# Provided information:
---------------

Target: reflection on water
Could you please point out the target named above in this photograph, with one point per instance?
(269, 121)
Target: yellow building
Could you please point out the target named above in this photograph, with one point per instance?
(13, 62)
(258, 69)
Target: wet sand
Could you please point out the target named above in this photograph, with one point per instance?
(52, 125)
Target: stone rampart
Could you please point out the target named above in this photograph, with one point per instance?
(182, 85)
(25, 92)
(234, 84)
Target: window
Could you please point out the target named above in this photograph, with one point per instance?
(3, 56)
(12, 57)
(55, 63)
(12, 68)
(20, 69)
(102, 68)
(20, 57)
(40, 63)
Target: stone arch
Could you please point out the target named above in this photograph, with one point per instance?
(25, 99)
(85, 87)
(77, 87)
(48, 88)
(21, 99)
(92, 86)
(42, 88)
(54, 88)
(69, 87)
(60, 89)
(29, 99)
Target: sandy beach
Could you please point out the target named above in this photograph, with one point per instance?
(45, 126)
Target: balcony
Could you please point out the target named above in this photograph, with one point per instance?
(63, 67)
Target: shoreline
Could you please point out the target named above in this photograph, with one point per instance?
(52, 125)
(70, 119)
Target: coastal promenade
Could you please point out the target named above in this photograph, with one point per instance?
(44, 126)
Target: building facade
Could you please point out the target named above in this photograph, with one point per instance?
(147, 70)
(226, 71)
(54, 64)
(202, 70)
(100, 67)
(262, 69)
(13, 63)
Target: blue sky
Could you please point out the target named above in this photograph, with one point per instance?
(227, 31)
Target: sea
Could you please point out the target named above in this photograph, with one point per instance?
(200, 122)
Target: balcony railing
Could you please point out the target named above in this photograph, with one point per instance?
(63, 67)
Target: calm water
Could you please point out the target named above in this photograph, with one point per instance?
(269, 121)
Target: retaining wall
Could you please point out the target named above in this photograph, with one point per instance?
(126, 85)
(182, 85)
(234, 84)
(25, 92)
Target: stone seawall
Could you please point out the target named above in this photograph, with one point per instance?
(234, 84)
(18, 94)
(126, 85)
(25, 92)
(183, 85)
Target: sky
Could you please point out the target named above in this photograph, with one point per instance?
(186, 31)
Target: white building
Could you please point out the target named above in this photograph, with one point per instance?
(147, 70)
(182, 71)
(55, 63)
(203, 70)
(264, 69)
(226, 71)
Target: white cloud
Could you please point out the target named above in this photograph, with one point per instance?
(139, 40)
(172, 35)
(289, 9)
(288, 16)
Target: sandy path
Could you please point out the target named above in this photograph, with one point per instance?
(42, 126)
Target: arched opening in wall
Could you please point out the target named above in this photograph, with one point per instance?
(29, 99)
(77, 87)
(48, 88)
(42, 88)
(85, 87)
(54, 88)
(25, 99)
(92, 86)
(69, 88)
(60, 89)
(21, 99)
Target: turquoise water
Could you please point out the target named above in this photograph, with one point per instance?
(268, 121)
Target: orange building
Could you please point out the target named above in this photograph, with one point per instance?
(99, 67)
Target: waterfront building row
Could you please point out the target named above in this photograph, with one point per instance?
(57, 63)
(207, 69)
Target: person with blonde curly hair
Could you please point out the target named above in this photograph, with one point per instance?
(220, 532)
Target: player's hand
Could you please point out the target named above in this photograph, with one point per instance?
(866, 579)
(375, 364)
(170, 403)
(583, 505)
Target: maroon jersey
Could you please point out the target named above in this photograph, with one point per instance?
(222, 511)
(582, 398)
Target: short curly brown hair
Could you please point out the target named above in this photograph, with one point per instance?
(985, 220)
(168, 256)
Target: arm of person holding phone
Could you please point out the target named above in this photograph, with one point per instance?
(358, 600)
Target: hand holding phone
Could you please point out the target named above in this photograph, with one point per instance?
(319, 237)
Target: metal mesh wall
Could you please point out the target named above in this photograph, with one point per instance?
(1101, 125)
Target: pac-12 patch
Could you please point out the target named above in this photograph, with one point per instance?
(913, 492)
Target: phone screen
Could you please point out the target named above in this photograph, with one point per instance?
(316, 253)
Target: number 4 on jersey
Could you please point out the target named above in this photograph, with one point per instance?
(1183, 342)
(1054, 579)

---------------

# Directions:
All lines from the opening of the listing above through the line that contains "Target: wet sand" should be given again exactly, and nothing more.

# Your response:
Target: reflection on water
Could you please point out the target named above in this photograph, with one point per instance?
(269, 121)
Target: yellow building
Could you please point out the target named above in this photograph, with one point per instance?
(13, 62)
(258, 69)
Target: wet sand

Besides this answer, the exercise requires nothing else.